**Goal**. Leave out the pictures and repeat exactly the lines from the one containing "Task: Indicate the lawn" through the end of the records.

Point placement records:
## Begin

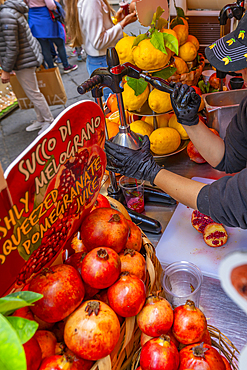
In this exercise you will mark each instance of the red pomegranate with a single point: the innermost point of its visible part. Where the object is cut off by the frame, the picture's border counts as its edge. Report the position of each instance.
(200, 357)
(159, 354)
(33, 354)
(105, 227)
(189, 323)
(134, 240)
(62, 289)
(127, 295)
(156, 317)
(47, 342)
(101, 267)
(133, 262)
(92, 331)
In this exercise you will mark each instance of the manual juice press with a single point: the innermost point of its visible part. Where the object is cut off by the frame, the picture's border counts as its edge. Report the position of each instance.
(112, 77)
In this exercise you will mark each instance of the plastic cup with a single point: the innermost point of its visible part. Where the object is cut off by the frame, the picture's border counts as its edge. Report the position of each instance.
(182, 280)
(125, 6)
(133, 191)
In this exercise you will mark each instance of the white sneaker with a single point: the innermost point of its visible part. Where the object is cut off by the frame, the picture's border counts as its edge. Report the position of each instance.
(44, 127)
(34, 126)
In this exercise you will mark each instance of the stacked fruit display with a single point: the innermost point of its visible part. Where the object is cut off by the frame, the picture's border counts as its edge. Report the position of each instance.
(171, 54)
(176, 339)
(90, 301)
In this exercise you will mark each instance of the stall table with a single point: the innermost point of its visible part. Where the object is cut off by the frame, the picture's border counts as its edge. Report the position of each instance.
(218, 308)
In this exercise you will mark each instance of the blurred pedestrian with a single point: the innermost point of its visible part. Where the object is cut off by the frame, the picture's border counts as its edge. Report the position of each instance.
(90, 23)
(46, 31)
(20, 52)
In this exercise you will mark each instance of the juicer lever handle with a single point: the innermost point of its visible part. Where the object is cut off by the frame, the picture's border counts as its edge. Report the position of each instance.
(158, 83)
(90, 84)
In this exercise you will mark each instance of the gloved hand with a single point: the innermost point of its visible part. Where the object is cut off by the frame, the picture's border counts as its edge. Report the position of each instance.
(139, 163)
(185, 103)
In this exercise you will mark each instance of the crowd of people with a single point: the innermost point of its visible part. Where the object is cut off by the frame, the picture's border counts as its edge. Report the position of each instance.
(30, 37)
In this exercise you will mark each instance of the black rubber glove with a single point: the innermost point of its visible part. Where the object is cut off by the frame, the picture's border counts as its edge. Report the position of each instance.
(139, 163)
(185, 103)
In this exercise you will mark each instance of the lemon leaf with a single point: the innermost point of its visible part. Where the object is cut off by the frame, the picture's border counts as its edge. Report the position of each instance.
(157, 15)
(139, 38)
(138, 86)
(157, 41)
(171, 42)
(161, 23)
(165, 73)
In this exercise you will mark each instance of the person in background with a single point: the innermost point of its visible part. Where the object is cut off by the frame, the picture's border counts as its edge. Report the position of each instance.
(20, 52)
(89, 23)
(47, 31)
(225, 200)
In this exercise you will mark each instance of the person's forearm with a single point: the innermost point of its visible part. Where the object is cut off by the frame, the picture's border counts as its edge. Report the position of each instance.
(182, 189)
(210, 146)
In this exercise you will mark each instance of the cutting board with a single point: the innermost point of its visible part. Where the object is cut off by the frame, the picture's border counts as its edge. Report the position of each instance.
(182, 242)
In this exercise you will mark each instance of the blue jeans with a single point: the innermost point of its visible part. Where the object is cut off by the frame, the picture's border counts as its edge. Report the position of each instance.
(93, 63)
(46, 51)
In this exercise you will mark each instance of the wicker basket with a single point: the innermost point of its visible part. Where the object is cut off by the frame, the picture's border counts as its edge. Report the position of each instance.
(190, 78)
(219, 341)
(129, 341)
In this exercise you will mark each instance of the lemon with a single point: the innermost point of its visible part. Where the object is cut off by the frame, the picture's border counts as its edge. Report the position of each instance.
(162, 120)
(174, 22)
(123, 48)
(182, 33)
(173, 122)
(141, 127)
(181, 65)
(164, 140)
(131, 101)
(148, 58)
(159, 101)
(187, 52)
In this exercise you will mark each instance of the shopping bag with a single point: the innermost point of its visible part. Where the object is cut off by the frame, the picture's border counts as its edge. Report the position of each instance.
(50, 84)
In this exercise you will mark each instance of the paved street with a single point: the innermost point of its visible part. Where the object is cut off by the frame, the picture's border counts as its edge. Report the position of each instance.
(13, 136)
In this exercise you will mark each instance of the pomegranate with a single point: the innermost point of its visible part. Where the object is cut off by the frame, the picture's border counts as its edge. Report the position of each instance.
(75, 260)
(56, 236)
(127, 295)
(33, 354)
(92, 331)
(47, 342)
(200, 357)
(101, 267)
(105, 227)
(156, 317)
(133, 262)
(199, 221)
(227, 363)
(189, 323)
(62, 290)
(134, 240)
(159, 354)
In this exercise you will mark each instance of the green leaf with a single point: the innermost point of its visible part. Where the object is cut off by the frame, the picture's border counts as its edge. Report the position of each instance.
(139, 38)
(13, 301)
(165, 73)
(171, 42)
(12, 354)
(157, 15)
(138, 86)
(24, 328)
(157, 41)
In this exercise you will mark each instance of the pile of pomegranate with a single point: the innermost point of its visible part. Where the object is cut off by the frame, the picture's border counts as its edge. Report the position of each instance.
(87, 297)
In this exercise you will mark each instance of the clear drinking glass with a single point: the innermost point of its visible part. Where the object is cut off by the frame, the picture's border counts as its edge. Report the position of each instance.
(182, 280)
(133, 191)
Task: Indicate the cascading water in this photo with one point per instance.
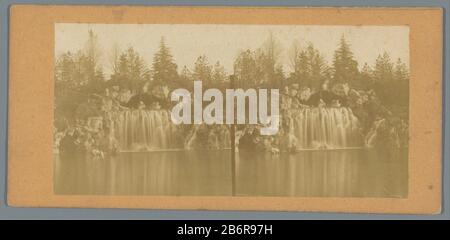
(145, 130)
(324, 128)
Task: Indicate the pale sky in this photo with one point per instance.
(223, 42)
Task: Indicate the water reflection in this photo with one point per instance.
(331, 173)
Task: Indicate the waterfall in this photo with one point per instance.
(138, 130)
(324, 128)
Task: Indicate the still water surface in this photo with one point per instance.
(330, 173)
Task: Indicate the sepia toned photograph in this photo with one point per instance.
(231, 110)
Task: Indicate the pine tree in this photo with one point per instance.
(219, 74)
(164, 67)
(345, 67)
(245, 69)
(310, 68)
(185, 74)
(366, 78)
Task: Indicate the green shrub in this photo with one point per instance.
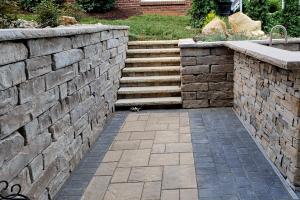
(273, 20)
(200, 9)
(73, 10)
(274, 5)
(258, 10)
(29, 5)
(210, 16)
(47, 13)
(8, 12)
(291, 17)
(97, 5)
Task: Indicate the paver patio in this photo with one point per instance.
(198, 154)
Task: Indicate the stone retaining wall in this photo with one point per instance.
(207, 76)
(57, 88)
(267, 99)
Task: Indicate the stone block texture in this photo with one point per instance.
(55, 95)
(206, 77)
(267, 99)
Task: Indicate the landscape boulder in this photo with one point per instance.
(241, 23)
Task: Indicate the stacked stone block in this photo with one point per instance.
(267, 99)
(207, 76)
(55, 96)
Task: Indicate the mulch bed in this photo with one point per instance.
(116, 13)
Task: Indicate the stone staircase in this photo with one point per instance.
(151, 76)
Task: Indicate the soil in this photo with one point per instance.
(116, 13)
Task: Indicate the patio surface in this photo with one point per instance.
(203, 154)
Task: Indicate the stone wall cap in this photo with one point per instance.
(190, 43)
(282, 58)
(32, 33)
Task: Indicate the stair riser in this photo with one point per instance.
(151, 64)
(152, 55)
(136, 74)
(145, 84)
(154, 46)
(152, 95)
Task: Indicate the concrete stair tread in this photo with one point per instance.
(153, 51)
(149, 101)
(153, 60)
(149, 90)
(150, 79)
(153, 42)
(151, 69)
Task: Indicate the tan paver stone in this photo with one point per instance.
(170, 195)
(132, 117)
(143, 117)
(186, 158)
(124, 191)
(166, 138)
(185, 130)
(146, 144)
(125, 145)
(182, 176)
(179, 147)
(174, 127)
(106, 169)
(135, 158)
(145, 174)
(188, 194)
(158, 148)
(96, 188)
(151, 191)
(167, 132)
(123, 136)
(156, 127)
(145, 135)
(112, 156)
(184, 122)
(185, 138)
(121, 175)
(164, 159)
(134, 126)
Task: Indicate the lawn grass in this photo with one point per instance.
(152, 27)
(145, 27)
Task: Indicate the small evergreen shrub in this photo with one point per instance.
(200, 9)
(73, 10)
(97, 5)
(258, 10)
(210, 16)
(47, 13)
(291, 17)
(8, 12)
(29, 5)
(274, 5)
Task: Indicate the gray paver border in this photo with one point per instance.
(91, 160)
(282, 179)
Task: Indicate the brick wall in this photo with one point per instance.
(207, 76)
(57, 88)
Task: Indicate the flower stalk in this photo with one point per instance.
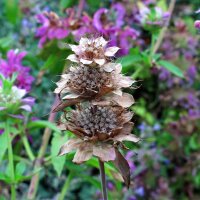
(103, 179)
(101, 120)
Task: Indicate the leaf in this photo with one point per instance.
(129, 60)
(5, 42)
(67, 3)
(123, 166)
(58, 161)
(3, 145)
(193, 142)
(43, 124)
(20, 169)
(12, 10)
(171, 67)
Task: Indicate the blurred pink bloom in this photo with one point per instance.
(52, 27)
(13, 65)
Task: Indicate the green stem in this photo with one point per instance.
(66, 186)
(28, 148)
(11, 161)
(103, 179)
(137, 72)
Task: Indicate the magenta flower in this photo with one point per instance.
(52, 27)
(13, 65)
(197, 24)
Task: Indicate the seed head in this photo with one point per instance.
(92, 52)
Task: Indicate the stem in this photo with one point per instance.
(163, 31)
(65, 186)
(11, 161)
(38, 162)
(103, 179)
(28, 148)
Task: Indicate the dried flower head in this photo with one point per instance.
(100, 131)
(89, 83)
(92, 51)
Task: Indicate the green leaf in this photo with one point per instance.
(67, 3)
(171, 67)
(141, 111)
(43, 124)
(5, 42)
(12, 10)
(20, 169)
(129, 60)
(3, 145)
(58, 161)
(193, 142)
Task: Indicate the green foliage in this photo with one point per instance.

## End

**Solution**.
Task: Indicate the lawn grass in this photo with one point per instance.
(152, 27)
(145, 27)
Task: Indicate the small evergreen shrub in this photo with one point per instance.
(200, 9)
(73, 10)
(97, 5)
(258, 10)
(210, 16)
(47, 13)
(291, 17)
(8, 12)
(29, 5)
(274, 5)
Task: Indicate the gray paver border in this photo with one point per instance.
(91, 160)
(282, 179)
Task: Indicate the brick wall in this photo with one point per instance.
(207, 76)
(57, 88)
Task: Indicate the flower stalk in this photo with one point per instance.
(103, 179)
(101, 120)
Task: Indicate the leaf in this photo with one point per instance.
(129, 60)
(5, 42)
(67, 3)
(123, 166)
(58, 161)
(3, 145)
(193, 142)
(43, 124)
(20, 169)
(12, 10)
(171, 67)
Task: Indicate the blurred pink bloom in this photo with one point per instance.
(52, 27)
(13, 65)
Task: Indicate the green stem in this photo with one point per instance.
(66, 186)
(28, 148)
(11, 161)
(103, 179)
(137, 72)
Task: Indicate the magenta flower in this photo with one point per instance.
(52, 27)
(13, 65)
(197, 24)
Task: Indicate the seed head in this photo with one point per instance.
(92, 52)
Task: Indicate the stem in this photo with one point per instance.
(163, 31)
(65, 186)
(11, 161)
(38, 162)
(103, 179)
(28, 148)
Task: Indicate the dried flower head in this photo with one point per instance.
(100, 131)
(89, 83)
(92, 51)
Task: Indicate the green leaf in this photo with one point per instance.
(67, 3)
(171, 67)
(141, 111)
(43, 124)
(5, 42)
(12, 10)
(20, 169)
(129, 60)
(3, 145)
(58, 161)
(193, 142)
Task: Indicate the green foliage in this photo with one point per instance.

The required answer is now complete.